__WORK INSTRUCTION__
Please filter the data down to the lines that include the word "each" and copy them.

** EXTRACTED DATA follows **

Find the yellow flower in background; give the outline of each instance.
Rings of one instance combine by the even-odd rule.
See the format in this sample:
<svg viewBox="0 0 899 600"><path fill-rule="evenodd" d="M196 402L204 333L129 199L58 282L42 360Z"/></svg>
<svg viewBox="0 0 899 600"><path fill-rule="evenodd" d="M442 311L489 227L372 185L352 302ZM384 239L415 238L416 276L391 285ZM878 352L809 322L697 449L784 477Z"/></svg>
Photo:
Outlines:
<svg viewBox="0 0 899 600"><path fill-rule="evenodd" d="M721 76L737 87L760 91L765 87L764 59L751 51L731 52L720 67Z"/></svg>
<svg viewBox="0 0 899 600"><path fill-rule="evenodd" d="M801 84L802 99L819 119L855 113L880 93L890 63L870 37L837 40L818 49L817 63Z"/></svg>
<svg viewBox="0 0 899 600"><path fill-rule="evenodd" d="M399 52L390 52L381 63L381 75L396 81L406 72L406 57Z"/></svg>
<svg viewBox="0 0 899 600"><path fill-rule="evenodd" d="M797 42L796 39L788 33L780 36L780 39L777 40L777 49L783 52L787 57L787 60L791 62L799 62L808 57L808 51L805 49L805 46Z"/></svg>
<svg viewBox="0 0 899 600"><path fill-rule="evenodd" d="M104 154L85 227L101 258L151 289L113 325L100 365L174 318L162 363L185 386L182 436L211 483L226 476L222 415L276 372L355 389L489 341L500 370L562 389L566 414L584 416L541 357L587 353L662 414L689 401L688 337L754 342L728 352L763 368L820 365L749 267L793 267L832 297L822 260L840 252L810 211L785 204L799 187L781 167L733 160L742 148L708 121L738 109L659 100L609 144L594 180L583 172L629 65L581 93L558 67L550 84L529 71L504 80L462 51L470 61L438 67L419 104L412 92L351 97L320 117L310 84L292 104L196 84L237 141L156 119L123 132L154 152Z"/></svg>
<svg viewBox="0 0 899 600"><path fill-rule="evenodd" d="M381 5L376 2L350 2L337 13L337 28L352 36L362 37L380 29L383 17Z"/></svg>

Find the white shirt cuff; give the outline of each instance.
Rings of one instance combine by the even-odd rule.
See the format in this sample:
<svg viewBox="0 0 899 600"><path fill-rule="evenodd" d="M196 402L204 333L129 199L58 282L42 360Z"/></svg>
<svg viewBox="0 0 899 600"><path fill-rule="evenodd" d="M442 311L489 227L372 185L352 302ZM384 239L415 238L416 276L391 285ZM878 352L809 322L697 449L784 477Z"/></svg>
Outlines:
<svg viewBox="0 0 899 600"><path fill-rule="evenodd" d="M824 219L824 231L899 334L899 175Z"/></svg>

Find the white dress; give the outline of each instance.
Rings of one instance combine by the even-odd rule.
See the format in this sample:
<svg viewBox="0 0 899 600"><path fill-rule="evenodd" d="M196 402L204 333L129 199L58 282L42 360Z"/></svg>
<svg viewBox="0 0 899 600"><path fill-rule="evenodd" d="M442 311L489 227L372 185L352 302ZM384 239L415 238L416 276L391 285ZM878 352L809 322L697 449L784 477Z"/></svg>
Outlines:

** End of EXTRACTED DATA **

__TASK RESPONSE__
Find the yellow flower in background; give the outline of each instance.
Find the white shirt cuff; give the outline of each instance.
Find the white dress; give the outline of each instance.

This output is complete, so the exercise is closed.